TASK BRIEF: From the items below, extract every line that contains the string "rough", treating uppercase and lowercase letters as distinct.

===== RECORDS SHOWN

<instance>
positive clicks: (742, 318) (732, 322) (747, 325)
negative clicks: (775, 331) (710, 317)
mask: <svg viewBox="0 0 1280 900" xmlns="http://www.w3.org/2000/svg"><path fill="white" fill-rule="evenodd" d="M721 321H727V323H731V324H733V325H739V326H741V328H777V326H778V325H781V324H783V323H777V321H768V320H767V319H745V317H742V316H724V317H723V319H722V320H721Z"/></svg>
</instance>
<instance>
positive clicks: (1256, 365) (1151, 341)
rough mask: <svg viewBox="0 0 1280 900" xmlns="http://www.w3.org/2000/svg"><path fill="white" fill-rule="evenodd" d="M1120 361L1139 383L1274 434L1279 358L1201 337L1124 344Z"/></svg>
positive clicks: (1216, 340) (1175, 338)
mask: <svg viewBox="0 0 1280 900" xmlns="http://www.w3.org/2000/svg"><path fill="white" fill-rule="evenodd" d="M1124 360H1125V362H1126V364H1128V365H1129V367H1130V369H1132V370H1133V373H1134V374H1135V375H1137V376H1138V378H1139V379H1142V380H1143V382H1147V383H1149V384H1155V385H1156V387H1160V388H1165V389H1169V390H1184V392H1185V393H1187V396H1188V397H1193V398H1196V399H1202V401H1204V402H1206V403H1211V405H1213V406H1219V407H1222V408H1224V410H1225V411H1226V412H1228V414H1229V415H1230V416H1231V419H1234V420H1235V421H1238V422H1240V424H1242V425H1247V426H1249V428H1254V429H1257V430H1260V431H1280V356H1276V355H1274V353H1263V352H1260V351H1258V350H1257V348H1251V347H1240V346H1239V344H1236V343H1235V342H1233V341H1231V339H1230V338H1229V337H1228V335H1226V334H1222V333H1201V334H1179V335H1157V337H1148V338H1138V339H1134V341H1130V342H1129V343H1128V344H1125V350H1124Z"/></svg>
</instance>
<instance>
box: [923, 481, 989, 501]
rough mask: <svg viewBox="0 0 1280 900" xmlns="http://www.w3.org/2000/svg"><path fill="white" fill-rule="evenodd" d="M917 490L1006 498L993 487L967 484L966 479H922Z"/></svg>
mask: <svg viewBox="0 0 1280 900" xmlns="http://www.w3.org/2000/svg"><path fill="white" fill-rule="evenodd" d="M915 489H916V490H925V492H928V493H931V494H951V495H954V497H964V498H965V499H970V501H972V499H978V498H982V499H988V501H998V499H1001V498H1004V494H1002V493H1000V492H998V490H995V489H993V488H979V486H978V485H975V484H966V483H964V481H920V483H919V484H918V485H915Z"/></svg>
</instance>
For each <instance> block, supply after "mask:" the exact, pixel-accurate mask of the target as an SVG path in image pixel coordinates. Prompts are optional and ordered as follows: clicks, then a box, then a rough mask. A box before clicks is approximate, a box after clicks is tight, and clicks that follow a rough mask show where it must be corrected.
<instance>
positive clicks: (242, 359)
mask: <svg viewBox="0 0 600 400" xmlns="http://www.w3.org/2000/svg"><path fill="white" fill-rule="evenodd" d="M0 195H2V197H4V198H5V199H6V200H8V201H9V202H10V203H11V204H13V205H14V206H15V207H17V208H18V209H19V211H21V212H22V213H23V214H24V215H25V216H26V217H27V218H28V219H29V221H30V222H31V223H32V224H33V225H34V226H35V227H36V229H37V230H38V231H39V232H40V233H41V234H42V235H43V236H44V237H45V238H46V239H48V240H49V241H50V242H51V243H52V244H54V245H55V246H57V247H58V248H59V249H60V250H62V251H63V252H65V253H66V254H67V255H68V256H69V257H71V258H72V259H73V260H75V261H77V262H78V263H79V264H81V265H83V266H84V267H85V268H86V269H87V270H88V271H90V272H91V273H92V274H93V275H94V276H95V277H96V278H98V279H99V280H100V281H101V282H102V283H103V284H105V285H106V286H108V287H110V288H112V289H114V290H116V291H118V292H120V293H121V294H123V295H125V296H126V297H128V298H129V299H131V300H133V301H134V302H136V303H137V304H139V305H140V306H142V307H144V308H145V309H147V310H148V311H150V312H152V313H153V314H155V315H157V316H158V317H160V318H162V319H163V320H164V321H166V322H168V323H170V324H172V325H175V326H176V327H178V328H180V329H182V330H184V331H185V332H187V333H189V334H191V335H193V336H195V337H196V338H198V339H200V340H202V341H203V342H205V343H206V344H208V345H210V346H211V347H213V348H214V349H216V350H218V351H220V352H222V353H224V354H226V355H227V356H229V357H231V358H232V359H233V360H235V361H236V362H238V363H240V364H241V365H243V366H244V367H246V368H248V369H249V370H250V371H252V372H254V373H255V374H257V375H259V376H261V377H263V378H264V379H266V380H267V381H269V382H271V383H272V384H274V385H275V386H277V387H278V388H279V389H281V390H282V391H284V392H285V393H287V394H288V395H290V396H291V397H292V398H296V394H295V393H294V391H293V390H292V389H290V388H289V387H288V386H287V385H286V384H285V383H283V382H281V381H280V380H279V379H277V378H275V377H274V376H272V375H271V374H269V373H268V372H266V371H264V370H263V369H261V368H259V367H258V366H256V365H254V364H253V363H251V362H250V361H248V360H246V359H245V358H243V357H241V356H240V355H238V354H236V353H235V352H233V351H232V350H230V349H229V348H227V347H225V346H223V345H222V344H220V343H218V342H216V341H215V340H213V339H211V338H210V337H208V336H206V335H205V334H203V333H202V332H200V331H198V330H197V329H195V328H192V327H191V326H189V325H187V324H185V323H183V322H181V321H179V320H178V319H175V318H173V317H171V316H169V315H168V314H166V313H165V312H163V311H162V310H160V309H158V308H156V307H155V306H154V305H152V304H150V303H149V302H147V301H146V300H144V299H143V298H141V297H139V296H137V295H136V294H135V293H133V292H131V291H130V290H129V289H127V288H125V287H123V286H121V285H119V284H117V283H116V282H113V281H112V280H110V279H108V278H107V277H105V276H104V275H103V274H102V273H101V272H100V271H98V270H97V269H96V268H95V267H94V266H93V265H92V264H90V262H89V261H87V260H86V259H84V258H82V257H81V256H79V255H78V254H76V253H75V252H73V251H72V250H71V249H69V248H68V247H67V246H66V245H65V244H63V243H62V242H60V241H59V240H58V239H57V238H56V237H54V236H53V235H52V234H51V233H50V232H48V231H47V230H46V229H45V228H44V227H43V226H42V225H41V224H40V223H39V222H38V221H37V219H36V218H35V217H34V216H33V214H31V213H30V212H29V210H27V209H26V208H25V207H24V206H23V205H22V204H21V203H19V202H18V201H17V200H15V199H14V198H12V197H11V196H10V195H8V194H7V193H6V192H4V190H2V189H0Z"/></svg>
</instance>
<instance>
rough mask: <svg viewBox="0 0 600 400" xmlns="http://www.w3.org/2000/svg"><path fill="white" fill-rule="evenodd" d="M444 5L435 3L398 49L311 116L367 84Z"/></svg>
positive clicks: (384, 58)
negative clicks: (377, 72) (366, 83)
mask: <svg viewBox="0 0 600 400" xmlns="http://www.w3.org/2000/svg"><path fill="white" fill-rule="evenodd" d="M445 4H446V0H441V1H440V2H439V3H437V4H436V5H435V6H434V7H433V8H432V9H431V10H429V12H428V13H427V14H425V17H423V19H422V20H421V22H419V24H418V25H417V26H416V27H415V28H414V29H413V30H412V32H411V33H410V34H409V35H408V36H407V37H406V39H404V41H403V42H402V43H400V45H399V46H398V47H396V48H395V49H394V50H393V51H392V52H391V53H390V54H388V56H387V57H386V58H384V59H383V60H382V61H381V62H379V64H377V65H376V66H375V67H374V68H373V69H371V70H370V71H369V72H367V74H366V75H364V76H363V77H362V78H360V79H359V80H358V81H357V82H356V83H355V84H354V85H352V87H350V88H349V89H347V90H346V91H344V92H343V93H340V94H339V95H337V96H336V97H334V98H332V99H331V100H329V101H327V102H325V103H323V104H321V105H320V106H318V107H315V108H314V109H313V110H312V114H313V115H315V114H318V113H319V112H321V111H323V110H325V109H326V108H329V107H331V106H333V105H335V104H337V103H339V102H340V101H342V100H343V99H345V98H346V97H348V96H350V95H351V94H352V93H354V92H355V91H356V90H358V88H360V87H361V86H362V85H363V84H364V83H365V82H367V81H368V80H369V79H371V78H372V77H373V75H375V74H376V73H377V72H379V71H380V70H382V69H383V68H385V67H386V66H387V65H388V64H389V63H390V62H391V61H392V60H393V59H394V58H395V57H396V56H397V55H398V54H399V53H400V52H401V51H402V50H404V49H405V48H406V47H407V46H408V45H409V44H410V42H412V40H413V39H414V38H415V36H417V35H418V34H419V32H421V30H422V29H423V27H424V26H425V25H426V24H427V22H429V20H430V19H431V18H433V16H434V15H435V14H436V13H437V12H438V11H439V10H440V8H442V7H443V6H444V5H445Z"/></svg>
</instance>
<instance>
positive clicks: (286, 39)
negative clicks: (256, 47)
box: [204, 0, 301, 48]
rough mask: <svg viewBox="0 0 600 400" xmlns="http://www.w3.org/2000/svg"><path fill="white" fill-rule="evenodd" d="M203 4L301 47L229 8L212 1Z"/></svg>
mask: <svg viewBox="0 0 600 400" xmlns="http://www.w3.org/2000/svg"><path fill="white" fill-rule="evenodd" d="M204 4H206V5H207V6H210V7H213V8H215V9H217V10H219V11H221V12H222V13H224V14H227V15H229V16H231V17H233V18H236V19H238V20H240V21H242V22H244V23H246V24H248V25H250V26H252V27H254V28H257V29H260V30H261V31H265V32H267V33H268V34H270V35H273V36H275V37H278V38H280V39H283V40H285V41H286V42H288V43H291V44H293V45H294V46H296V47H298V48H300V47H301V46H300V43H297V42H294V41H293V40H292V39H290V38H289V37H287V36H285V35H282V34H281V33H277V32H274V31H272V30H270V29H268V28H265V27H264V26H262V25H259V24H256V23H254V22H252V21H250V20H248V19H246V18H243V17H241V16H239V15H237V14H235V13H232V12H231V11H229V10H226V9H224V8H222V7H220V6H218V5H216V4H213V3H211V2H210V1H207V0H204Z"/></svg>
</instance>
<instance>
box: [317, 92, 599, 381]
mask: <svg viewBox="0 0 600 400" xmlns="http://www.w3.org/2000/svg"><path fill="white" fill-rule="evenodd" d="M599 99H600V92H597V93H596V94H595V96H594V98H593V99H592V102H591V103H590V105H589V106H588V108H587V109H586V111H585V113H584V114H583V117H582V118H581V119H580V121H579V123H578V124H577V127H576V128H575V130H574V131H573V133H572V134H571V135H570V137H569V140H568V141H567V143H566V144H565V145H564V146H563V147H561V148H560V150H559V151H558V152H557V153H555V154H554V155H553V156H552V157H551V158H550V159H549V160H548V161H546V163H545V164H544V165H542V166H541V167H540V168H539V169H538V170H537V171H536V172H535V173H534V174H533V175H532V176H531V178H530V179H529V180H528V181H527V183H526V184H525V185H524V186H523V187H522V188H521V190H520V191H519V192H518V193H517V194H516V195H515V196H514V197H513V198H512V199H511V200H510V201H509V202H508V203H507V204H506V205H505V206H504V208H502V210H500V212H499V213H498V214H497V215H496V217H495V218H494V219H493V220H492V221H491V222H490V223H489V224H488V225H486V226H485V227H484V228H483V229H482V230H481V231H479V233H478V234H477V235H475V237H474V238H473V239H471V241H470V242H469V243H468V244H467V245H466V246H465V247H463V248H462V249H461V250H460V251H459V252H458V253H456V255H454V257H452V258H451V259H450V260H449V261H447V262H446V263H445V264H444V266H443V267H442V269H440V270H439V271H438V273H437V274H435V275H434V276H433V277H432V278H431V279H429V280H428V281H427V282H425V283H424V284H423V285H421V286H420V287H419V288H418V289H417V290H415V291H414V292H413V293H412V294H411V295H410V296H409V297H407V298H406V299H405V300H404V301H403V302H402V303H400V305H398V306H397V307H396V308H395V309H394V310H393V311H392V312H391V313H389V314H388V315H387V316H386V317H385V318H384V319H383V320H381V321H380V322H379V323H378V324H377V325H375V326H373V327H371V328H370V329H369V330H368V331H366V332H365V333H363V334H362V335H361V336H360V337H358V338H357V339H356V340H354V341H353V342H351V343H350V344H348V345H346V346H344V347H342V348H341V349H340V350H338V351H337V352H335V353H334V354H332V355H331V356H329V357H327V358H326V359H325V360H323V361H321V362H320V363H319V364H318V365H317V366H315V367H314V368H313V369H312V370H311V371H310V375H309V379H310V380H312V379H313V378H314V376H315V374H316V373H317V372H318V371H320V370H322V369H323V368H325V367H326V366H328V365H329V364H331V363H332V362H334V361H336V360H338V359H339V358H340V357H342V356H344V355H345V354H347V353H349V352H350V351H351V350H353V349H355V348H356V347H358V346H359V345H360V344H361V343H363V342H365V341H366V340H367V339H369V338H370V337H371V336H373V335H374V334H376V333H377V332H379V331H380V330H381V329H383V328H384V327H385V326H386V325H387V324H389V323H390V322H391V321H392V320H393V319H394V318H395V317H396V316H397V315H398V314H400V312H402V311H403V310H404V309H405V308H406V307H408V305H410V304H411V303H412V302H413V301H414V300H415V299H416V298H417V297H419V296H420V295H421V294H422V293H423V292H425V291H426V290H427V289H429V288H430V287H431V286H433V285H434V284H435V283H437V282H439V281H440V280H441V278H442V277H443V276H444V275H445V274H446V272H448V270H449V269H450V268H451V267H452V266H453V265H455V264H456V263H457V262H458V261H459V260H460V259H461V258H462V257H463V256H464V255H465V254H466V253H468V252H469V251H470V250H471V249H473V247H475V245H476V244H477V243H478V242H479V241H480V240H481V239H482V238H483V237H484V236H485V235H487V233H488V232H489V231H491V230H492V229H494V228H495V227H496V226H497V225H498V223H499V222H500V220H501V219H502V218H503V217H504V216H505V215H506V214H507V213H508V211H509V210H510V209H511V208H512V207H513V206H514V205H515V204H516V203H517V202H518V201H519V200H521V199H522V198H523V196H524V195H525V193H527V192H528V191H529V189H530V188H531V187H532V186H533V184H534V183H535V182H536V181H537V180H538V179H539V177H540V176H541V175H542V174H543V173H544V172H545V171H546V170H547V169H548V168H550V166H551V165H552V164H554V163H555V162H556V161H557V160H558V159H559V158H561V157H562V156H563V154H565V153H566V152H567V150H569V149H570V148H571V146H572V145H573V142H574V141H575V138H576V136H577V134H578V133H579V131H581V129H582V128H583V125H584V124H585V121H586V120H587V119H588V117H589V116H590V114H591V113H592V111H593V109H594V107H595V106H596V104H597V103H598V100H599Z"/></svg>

==========

RESPONSE TO THIS TASK:
rough mask: <svg viewBox="0 0 1280 900" xmlns="http://www.w3.org/2000/svg"><path fill="white" fill-rule="evenodd" d="M1120 361L1139 383L1274 434L1279 358L1201 337L1124 344Z"/></svg>
rough mask: <svg viewBox="0 0 1280 900" xmlns="http://www.w3.org/2000/svg"><path fill="white" fill-rule="evenodd" d="M917 490L1006 498L993 487L967 484L966 479H922Z"/></svg>
For each <instance> block, supply after "mask:" the exact, pixel-accurate mask of the target as an SVG path in image pixel coordinates. Prompts are optional and ordered as follows: clicks, then a box, then a rough mask. A box before clicks is approximate, a box after clicks is tight, and clicks that follow a rough mask show where it must be corrected.
rough mask: <svg viewBox="0 0 600 400" xmlns="http://www.w3.org/2000/svg"><path fill="white" fill-rule="evenodd" d="M444 5L435 3L398 49L311 116L367 84Z"/></svg>
rough mask: <svg viewBox="0 0 600 400" xmlns="http://www.w3.org/2000/svg"><path fill="white" fill-rule="evenodd" d="M203 4L301 47L229 8L212 1Z"/></svg>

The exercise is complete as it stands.